* ABOUT THIS TASK *
Return verbatim all lines from the first one in the records to the line with "positive clicks: (15, 222) (320, 309)", both ends kept.

Source data:
..........
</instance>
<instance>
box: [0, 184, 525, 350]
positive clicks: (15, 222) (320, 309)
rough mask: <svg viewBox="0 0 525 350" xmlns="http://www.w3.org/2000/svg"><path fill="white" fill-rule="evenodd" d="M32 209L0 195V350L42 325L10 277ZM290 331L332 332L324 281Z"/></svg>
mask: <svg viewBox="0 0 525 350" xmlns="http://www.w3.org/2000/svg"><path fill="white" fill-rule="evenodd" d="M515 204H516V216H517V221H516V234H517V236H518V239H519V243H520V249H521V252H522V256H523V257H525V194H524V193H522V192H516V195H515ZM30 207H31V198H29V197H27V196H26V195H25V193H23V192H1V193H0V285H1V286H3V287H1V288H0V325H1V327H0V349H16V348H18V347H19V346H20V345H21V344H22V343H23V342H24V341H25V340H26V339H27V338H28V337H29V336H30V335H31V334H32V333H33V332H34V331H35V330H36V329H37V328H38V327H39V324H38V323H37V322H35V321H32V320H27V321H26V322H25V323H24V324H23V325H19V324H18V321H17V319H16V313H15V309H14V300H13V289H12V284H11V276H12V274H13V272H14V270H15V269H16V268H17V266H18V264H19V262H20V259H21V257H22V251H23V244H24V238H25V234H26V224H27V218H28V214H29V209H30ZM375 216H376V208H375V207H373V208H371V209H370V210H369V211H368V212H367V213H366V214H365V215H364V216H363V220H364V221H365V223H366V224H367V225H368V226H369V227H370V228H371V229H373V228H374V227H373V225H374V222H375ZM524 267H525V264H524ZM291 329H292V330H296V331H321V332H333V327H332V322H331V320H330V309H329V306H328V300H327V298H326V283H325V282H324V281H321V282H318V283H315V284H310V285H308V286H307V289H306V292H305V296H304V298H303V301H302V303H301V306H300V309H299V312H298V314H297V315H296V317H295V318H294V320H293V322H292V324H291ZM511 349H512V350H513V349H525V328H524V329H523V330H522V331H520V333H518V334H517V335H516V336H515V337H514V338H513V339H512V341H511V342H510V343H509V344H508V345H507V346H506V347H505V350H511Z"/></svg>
..........
* SOLUTION *
</instance>
<instance>
box: [0, 184, 525, 350]
positive clicks: (15, 222) (320, 309)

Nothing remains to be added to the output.